Those lines of the data that hold the word "instance" are to be copied out.
***** The data
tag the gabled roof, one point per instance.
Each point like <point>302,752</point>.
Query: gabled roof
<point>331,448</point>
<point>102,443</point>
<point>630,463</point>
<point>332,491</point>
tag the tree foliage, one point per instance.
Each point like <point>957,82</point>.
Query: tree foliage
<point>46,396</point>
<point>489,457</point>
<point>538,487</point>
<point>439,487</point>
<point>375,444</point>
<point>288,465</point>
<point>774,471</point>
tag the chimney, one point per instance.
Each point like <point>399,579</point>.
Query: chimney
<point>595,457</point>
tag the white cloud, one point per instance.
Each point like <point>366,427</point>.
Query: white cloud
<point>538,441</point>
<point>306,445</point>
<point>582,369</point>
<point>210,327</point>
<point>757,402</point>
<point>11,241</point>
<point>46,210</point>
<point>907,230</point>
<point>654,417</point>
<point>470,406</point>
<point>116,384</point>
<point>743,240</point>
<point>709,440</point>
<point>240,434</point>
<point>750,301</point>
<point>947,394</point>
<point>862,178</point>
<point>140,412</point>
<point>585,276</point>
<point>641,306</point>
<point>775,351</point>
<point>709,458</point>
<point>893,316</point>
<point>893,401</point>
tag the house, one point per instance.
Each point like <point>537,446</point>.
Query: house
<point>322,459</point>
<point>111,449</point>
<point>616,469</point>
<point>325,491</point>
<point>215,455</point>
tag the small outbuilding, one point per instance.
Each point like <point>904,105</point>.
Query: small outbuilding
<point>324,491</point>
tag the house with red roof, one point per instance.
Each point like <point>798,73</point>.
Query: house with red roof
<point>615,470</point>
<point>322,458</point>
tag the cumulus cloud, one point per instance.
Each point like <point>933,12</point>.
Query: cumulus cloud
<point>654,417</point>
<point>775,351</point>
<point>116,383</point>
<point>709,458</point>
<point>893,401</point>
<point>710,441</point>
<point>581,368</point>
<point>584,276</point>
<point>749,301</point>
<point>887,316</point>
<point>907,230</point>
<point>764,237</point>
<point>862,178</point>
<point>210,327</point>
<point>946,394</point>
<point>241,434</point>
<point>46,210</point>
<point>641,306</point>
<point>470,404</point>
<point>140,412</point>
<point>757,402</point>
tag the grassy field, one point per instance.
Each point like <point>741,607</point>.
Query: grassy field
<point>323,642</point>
**********
Answer to the exercise:
tag the gabled roof, one point per instance.
tag the tree foliage, one point per instance.
tag the chimney, one point per instance.
tag the white cloud, one point per instance.
tag the house, one point per instance.
tag the small outbuilding, one point per instance.
tag the house with red roof, one point per instance.
tag the cumulus cloud, one point per instance.
tag the grassy field, one point per instance.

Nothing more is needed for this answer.